* **RECORDS FOR THIS TASK**:
########

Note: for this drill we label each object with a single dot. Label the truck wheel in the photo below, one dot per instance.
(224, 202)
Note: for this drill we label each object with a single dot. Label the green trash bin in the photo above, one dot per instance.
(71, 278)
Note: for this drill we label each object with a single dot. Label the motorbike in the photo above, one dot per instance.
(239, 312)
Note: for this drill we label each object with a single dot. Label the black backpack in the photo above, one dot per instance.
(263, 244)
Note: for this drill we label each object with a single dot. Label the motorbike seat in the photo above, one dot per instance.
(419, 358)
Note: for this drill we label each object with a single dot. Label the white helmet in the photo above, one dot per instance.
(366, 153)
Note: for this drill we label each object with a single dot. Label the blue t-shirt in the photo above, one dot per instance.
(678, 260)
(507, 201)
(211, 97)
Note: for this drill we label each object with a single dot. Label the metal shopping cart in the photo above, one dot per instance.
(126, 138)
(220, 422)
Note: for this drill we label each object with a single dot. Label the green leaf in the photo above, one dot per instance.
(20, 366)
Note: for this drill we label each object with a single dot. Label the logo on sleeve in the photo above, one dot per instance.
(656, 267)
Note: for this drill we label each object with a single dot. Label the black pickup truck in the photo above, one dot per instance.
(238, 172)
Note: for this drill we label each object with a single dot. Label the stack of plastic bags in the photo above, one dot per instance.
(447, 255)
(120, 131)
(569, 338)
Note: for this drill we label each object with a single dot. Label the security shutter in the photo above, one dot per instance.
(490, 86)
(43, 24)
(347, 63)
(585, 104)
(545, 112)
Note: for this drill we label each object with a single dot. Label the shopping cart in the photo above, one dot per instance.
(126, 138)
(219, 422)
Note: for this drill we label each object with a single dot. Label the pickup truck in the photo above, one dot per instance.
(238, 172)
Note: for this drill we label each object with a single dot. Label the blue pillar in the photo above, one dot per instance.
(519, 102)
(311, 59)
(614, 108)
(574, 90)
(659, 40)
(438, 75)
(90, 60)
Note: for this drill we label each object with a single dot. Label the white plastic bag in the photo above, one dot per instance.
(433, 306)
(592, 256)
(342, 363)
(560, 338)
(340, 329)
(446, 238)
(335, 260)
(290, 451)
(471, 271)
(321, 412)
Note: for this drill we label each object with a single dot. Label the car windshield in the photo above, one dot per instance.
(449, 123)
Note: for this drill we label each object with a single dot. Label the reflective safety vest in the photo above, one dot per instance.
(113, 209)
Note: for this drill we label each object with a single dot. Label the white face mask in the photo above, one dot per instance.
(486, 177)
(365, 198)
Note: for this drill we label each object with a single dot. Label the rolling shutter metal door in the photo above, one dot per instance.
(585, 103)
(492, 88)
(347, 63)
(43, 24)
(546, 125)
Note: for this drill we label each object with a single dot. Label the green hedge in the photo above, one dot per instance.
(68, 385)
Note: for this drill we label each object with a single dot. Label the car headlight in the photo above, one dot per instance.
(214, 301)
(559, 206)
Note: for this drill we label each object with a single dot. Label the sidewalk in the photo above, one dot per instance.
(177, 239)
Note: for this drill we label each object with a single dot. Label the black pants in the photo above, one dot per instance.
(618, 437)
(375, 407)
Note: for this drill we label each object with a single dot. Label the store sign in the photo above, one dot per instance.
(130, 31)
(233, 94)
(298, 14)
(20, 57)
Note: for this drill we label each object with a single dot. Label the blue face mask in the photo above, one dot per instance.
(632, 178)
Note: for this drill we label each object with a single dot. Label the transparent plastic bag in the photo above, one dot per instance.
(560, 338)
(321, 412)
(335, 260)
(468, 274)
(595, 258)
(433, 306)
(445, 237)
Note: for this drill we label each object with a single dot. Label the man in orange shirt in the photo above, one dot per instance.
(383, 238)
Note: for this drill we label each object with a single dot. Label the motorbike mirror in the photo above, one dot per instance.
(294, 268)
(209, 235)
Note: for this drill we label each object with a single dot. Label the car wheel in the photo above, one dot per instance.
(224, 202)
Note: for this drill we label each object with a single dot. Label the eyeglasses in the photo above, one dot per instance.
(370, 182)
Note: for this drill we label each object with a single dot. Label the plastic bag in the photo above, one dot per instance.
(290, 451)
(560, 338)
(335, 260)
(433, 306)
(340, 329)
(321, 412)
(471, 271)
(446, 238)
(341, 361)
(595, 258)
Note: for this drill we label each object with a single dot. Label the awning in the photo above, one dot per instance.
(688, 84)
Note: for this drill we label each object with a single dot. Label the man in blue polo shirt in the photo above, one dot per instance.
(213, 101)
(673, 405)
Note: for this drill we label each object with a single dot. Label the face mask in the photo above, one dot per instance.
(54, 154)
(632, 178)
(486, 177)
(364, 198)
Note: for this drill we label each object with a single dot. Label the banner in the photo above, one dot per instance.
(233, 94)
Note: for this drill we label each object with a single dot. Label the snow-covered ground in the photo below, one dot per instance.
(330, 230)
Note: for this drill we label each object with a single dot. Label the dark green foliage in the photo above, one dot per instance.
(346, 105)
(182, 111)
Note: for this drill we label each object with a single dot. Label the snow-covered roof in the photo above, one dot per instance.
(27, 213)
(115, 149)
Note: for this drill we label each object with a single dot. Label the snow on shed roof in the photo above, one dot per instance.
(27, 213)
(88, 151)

########

Give all of the records above as a two-column CSV with the headers instruction and points, one row per record. Put each record's text and its answer in separate quoted fields, with line breaks turned into spaces.

* **SOLUTION**:
instruction,points
"Note: for this drill we label each object with a single dot. Label the truck wheel in the photo below, one dot per instance.","(224, 202)"
"Note: for this drill we label each object with a single dot. Label the green trash bin in the photo above, one dot per instance.","(71, 278)"
"Note: for this drill we label each object with a single dot. Label the motorbike in the photo above, one dot per instance.","(239, 312)"
"Note: for this drill we label each object with a single dot. Label the black backpack in the photo above, one dot per instance.","(263, 244)"
"Note: for this drill we label each object with a single dot. Label the motorbike seat in the photo above, one dot per instance.","(419, 358)"
"Note: for this drill we label each object with a single dot. Label the white helmet in the photo above, one dot per instance.","(366, 153)"
"Note: for this drill we label each object with a single dot. Label the blue t-shirt in the photo above, one dot per instance.","(678, 260) (507, 201) (211, 97)"
"Note: for this drill we label each object with a single dot. Label the metal shopping cart in the photo above, one dot per instance.","(126, 138) (220, 422)"
"Note: for this drill we label each object with a single dot. Label the green leaf in the photo above, one dot per instance.","(20, 366)"
"Note: for this drill we label each object with a single dot. Label the logo on sleeve in the photo above, one dot per instance.","(656, 267)"
"Note: for this drill we label each object with a single dot. Label the black pickup truck in the photo above, one dot per instance.","(238, 172)"
"Note: for this drill we label each object with a single dot. Label the stack of plastic bags in the photo above, one dot per instance.","(447, 255) (120, 131) (569, 338)"
"Note: for this drill we label each object with a single dot. Label the security shutter in the photo above, one dot per instance.","(490, 86) (43, 24) (347, 63) (585, 104) (545, 112)"
"Note: for this drill we label each object with a single dot. Label the shopping cart in the photo above, one dot per instance.","(126, 138) (219, 422)"
"Note: for this drill we label each object with a single dot. Label the pickup truck in the photo above, one dot per instance.","(238, 172)"
"Note: for this drill we label each object with a single dot. Label the blue pillar in the photo above, one dot per instance.","(519, 102) (311, 59) (614, 108) (574, 90) (659, 40) (438, 75) (90, 60)"
"Note: for this drill we label each object with a single dot. Label the white plastic bag in the photo above, one dot per instance.","(433, 306) (592, 256) (342, 363) (560, 338) (340, 329) (446, 238) (335, 260) (290, 451) (471, 271) (321, 412)"
"Note: for this drill we label each object with a single dot. Label the car windshield in the photo above, one dot per instance.","(449, 123)"
"Note: for this drill we label each object with a single dot. Label the reflective safety vest in the photo above, one dot per instance.","(113, 209)"
"Note: for this drill we label each object with a single dot. Label the white face mask in the photo above, one dot per instance.","(486, 177) (365, 198)"
"Note: for this drill we label each object with a single dot. Label the rolling shutter metal door in the photo above, one dot per instance.","(585, 103) (492, 88) (347, 63) (43, 24) (546, 125)"
"Note: for this drill we label each object with a single dot. Label the green hedge in the photo above, one dot per instance.","(68, 385)"
"Note: for this drill we label each object with a single dot. Label the car headlight in the photo above, one dot per instance.","(214, 301) (559, 206)"
"Note: for this drill we label each object with a single dot. Label the sidewalk in the photo above, one dot per instance.","(177, 239)"
"Note: for this drill we label each object with a single dot. Label the black pants in the photo above, one dot per instance.","(618, 437) (375, 407)"
"Note: for this drill we label each object with a single dot. Label the store sign in the photo above, one dot per instance.","(130, 31) (233, 94) (298, 14) (20, 57)"
"Note: for this drill we label each object with a single dot. Label the blue face mask in the photo above, one dot per instance.","(632, 178)"
"Note: for this drill we label each object with a single dot. Label the transparent plastic bag in the photo above, one dot per instance.","(560, 338) (321, 412) (335, 260) (468, 274) (595, 258) (433, 306) (445, 237)"
"Note: for this drill we label each object with a single dot. Label the man in orange shirt in the photo above, one dot per instance.","(383, 238)"
"Note: for this drill we label each object with a single dot. Label the motorbike mirror in the photo above, one dot per instance.","(294, 268) (209, 235)"
"Note: for this drill we label each object with a single dot. Label the car wheel in the photo above, one dot per instance.","(224, 202)"
"Note: for this drill we label each object with a single dot. Label the eyeglasses in the photo above, one dot per instance.","(370, 182)"
"Note: for this drill we label each object with a single dot. Label the plastic bag in the photo above, one dot per instance.","(290, 451) (560, 338) (335, 260) (433, 306) (340, 329) (321, 412) (471, 271) (446, 238) (341, 361) (595, 258)"
"Note: for this drill we label each object with a single dot. Label the awning in the photo above, one dot per instance.","(688, 84)"
"Note: for this drill we label each object with a single dot. Label the man in blue polo shirt in the photo above, one dot per instance.","(213, 101) (673, 405)"
"Note: for this drill we label each object with a single dot. Label the face mask in the photo above, one dot per instance.","(54, 154) (632, 178) (486, 177) (364, 198)"
"Note: for this drill we label each object with a single dot. Label the banner in the photo above, one dot per instance.","(233, 94)"
"Note: for this drill we label each object with a single dot. Label the snow-covered ground in the photo below, one dot per instance.","(330, 230)"
"Note: for this drill we label each object with a single dot. Label the dark green foliage in the photo above, one dot per instance.","(346, 105) (182, 111)"
"Note: for this drill we label each object with a single dot. Label the snow-covered roof in the photo above, one dot per instance.","(27, 213) (115, 149)"
"Note: for this drill we label each object with a single dot. Label the snow on shed roof in the photo above, one dot per instance.","(27, 213) (88, 151)"